Task prompt: From the entries, return every line where the string "image" shows up.

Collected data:
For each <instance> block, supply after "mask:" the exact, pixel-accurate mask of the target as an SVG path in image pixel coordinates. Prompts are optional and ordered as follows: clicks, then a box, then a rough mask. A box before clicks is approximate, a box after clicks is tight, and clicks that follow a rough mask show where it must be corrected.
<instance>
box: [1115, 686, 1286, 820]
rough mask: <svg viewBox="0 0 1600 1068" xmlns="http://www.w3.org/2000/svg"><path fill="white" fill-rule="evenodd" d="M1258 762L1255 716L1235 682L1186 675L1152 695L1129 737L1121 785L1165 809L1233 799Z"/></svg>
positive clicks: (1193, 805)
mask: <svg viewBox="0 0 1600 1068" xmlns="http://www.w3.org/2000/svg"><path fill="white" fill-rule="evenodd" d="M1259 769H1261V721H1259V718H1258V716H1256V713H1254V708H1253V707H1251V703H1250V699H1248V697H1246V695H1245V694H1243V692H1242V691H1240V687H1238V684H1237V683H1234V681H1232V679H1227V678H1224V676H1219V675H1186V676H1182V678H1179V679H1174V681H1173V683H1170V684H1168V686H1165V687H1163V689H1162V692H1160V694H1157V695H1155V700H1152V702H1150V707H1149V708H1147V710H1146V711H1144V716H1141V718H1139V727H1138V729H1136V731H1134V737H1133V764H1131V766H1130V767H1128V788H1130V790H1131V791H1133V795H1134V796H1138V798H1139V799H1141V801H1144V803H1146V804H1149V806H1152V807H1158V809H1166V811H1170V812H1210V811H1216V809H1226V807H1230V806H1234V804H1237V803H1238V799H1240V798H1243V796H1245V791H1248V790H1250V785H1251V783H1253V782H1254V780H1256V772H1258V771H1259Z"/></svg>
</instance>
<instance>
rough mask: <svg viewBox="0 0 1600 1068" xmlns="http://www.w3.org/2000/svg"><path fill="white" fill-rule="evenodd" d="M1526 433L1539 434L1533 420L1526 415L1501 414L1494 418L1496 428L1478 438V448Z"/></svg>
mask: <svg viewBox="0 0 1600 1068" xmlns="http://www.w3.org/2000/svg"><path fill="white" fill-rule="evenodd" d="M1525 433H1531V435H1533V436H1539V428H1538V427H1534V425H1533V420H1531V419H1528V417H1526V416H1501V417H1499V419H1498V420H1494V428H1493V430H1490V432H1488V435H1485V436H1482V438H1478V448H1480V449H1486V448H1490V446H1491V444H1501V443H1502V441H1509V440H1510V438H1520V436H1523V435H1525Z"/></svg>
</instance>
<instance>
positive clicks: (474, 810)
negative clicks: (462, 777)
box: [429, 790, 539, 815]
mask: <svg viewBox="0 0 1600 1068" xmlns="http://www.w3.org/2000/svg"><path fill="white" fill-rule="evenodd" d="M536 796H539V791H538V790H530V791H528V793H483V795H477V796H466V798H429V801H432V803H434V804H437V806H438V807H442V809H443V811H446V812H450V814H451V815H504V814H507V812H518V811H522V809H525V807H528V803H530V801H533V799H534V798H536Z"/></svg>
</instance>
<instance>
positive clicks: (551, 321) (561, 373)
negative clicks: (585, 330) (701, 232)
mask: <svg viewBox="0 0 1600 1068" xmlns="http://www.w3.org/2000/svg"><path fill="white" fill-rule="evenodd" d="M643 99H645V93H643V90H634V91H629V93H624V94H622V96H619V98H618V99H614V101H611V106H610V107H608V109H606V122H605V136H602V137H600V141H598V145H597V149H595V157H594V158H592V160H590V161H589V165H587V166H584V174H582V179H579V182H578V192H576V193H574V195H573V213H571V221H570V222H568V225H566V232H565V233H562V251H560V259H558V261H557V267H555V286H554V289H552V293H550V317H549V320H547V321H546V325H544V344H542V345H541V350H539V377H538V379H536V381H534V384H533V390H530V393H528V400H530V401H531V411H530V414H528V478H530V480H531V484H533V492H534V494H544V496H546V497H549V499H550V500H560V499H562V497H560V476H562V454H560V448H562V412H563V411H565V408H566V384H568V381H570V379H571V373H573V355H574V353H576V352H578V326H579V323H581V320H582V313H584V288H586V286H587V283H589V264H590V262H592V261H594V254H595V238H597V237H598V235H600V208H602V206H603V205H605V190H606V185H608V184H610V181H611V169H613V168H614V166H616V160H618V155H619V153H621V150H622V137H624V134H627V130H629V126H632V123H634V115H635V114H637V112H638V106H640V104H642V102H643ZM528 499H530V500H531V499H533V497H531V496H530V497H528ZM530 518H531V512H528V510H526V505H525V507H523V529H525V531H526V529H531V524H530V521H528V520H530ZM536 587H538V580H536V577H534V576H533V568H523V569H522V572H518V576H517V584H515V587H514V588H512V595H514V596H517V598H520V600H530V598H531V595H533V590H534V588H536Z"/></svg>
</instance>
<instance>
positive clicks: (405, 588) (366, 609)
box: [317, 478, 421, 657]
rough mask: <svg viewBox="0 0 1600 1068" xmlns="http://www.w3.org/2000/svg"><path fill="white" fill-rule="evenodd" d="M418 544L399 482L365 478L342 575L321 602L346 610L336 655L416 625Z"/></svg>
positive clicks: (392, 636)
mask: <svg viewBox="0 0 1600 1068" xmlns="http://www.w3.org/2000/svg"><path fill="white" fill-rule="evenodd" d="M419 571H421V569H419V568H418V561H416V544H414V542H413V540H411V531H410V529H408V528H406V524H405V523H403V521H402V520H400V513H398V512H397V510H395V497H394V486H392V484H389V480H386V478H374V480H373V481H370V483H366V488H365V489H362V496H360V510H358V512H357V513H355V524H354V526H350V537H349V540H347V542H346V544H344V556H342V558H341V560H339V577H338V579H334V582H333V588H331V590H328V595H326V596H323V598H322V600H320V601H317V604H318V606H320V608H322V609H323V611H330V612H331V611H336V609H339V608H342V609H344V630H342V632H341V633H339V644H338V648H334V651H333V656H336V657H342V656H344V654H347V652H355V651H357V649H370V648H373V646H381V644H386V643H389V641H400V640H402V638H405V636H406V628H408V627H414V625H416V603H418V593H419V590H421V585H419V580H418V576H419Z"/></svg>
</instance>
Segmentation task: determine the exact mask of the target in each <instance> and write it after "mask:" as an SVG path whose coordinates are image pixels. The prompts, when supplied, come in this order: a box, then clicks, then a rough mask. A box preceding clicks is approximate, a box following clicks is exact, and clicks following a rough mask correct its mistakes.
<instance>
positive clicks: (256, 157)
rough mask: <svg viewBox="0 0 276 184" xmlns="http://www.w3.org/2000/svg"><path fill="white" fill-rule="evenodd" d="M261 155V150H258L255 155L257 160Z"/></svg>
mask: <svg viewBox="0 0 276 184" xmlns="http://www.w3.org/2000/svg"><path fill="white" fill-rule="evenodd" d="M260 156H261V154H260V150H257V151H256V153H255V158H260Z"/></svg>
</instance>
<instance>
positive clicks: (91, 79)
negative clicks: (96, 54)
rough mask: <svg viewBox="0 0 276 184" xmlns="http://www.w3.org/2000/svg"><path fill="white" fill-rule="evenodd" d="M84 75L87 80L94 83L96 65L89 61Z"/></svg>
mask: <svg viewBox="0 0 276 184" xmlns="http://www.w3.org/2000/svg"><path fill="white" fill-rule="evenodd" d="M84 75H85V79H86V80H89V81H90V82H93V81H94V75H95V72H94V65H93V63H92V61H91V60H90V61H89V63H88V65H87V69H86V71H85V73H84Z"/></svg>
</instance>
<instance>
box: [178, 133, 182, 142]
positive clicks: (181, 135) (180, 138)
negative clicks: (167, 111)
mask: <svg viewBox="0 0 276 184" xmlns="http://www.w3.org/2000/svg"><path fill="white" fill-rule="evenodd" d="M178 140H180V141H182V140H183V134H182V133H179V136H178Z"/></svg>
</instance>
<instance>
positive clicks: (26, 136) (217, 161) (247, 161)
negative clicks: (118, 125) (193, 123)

Solution for this task:
For each <instance> block, supply after "mask:" the exact, pixel-accurate mask of the target as an SVG path in image pixel coordinates. Prompts are optional and ordered as follows: clicks, then a box, then a rough mask. A box before clicks is approximate, a box after clicks is tight, and clicks that follow a rough mask show where it must be corrected.
Segmentation task: determine the exact mask of the target in each <instance> and write it after "mask:" as an SVG path whose coordinates are image pixels. The prompts, when supplied, come in this order: a box, then clicks, then a rough mask. A box preceding clicks is approximate, a box following clicks is exact, and clicks following a rough mask correct its mistakes.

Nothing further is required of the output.